[[ PASSAGE open ]]

EMS requires training, expensive equipment

  • EMT

LAWTON – Back in the 1960s, the local funeral director could operate an ambulance service with the help of a couple of high school students. Not anymore.

Running an emergency medical service today requires highly trained medical professionals and vehicles equipped with expensive gear, Kirk’s EMS Director Bruce Crowell related.

A modern ambulance costs about $130,000, not including the supplies and electronics, manpower and insurance, said Hershel Kuykendall, chief operating officer of Kirk’s EMS and grandson of the founder. The Lawton company has two Type II van-style ambulances and six Type III ambulances which have a square compartment for transporting patients.

For licensure, an emergency medical technician (EMT) needs 216 hours of classroom education and 36 hours of clinical training in an emergency room and/or in an ambulance. Tuition and books for an employee’s basic training cost the company about $8,000, Kuykendall said.

An advanced EMT needs 180 hours of classroom coursework and 140 hours of clinical training.

Licensure for a paramedic requires 1,322 hours of classroom education and 392 hours of clinical training. None of those hours are overlapping, which means an EMT must undergo 1,718 hours of classroom course work plus 568 hours of clinical training.

And that’s followed by continuing education. Every two years an EMT is required to get 24 hours of continuing ed, and advanced EMT needs 36 hours, and a paramedic must undergo 48 hours of continuing ed every other year.

In addition, “Our medical director has to complete 16 hours of skills training every year,” Kuykendall said.

There’s also the Oklahoma trauma educational program (8 hours every two years), traffic management system training (4 hours every two years), a pediatric life support course, and emergency vehicle operations training (16 hours initially plus 8 hours every year afterward).

“Our folks are continuously in training or running on calls,” Crowell said. Kirk’s EMS, which was founded in 1972 by the late Kirk Kuykendall, has a staff of between 57 and 65 but averages “about 60” employees, Hershel Kuykendall said.


“When we get a call for service, we have to respond,” Crowell said. Kirk’s primarily covers Comanche County but is not locked into rigid boundaries. On at least one occasion Kirk’s EMS answered a call at Grandfield, 40 miles southwest of Lawton in Tillman County.

Besides the typical medical calls (heart attacks and falls) and traffic accidents, Kirk’s also lends a hand in national disaster relief efforts, such as the hurricanes that have struck Houston, Florida and Louisiana.

Kirk’s EMS responded to 12,410 calls last year, an average of 34 each day, said Michelle Gipson, director of dispatch operations. In 2018 the company answered 10,117 calls, an average of 27.7 per day, she said.

[[ PASSAGE closed ]]
[[ AVAILABLE DATA open ]]

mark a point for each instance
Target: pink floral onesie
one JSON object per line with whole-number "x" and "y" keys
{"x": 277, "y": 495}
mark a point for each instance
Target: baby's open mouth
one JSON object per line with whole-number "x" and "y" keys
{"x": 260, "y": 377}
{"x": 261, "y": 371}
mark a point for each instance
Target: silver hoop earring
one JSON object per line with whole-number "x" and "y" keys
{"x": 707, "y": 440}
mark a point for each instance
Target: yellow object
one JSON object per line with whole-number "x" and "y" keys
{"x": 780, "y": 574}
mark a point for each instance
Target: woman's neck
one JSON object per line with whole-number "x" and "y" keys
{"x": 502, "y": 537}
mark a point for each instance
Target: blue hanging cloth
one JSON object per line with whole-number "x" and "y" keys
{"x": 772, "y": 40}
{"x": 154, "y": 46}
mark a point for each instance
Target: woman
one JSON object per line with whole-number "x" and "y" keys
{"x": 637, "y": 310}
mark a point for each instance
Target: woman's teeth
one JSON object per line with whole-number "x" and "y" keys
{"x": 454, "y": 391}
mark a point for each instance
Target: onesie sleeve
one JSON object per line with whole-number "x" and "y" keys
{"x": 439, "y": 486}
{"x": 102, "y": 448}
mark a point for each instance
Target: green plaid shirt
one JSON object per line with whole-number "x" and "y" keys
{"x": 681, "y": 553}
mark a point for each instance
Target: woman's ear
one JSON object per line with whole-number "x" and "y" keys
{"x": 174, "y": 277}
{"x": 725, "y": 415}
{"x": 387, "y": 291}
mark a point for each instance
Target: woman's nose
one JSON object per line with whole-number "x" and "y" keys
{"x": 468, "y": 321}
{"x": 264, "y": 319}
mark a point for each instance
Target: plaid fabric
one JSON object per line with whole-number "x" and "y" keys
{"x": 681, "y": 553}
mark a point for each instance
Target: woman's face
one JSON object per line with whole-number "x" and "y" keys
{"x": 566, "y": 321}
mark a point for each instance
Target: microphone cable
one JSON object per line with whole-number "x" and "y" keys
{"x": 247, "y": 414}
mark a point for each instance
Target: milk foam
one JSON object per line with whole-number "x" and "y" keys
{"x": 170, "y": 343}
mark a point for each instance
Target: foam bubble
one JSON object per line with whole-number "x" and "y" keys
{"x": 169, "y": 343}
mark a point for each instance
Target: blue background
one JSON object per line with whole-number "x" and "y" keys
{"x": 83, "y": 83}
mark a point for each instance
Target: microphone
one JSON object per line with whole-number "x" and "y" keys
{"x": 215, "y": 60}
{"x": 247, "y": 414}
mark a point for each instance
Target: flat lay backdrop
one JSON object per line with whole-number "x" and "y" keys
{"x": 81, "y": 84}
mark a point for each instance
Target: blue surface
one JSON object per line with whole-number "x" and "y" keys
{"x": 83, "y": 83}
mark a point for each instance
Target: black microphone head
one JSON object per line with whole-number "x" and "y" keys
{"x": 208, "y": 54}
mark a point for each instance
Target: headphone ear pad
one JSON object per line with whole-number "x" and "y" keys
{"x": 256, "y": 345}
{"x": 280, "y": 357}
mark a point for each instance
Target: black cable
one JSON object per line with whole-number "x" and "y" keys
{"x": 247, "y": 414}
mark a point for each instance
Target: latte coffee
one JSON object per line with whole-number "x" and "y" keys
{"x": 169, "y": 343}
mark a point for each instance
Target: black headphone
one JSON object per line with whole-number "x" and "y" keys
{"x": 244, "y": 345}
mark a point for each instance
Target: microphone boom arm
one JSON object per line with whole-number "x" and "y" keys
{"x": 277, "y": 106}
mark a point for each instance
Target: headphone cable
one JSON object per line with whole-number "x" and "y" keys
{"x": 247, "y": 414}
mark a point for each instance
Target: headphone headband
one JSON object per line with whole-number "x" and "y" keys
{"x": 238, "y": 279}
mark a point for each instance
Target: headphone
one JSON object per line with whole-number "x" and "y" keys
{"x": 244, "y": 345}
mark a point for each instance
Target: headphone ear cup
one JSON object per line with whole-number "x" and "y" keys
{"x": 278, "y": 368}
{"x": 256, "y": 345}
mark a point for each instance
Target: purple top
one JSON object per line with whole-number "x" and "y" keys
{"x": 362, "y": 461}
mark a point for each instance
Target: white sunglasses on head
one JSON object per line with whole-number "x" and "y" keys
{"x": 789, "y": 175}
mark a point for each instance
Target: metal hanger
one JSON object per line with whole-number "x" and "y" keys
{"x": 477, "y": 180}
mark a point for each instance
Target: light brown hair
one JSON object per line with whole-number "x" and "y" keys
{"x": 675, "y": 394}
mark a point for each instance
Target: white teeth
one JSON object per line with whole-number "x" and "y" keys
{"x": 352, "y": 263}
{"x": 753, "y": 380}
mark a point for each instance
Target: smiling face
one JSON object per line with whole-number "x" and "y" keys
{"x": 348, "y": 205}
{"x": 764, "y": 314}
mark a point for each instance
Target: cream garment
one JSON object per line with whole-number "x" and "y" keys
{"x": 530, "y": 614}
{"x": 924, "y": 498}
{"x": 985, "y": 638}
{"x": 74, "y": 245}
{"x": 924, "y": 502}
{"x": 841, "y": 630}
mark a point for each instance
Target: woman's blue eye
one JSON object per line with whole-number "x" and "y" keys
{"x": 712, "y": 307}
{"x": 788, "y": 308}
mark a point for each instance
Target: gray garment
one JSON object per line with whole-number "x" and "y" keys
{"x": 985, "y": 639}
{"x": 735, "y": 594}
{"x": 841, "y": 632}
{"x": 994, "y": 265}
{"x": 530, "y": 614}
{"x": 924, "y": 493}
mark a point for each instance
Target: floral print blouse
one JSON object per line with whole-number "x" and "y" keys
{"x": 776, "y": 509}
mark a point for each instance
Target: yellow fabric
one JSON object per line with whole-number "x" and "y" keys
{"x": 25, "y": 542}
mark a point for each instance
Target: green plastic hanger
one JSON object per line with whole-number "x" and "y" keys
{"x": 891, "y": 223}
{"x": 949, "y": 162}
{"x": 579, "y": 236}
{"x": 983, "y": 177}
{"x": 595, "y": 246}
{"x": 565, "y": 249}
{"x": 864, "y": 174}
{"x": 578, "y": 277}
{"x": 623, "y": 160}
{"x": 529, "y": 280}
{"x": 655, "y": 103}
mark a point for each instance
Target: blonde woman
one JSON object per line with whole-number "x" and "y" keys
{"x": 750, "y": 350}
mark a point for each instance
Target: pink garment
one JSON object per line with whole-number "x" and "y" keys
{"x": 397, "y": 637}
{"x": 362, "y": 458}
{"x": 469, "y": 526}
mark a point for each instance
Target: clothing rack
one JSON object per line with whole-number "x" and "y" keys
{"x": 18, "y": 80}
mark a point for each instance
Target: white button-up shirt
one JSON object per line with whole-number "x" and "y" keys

[[ AVAILABLE DATA closed ]]

WORK REQUEST 1:
Answer these questions from the EMS article:
(a) About how much does a modern ambulance cost?
(b) In what year was Kirk's EMS founded?
(c) How many calls did Kirk's EMS respond to last year?
WORK REQUEST 2: Repeat word for word everything in the EMS article from "And that’s followed" down to "every year afterward).".
The recorded data is separate material and has no connection to the EMS article.

EXERCISE ANSWER 1:
(a) About $130,000, not including the supplies and electronics, manpower and insurance.
(b) 1972.
(c) 12,410 calls.

EXERCISE ANSWER 2:
And that’s followed by continuing education. Every two years an EMT is required to get 24 hours of continuing ed, and advanced EMT needs 36 hours, and a paramedic must undergo 48 hours of continuing ed every other year.

In addition, “Our medical director has to complete 16 hours of skills training every year,” Kuykendall said.

There’s also the Oklahoma trauma educational program (8 hours every two years), traffic management system training (4 hours every two years), a pediatric life support course, and emergency vehicle operations training (16 hours initially plus 8 hours every year afterward).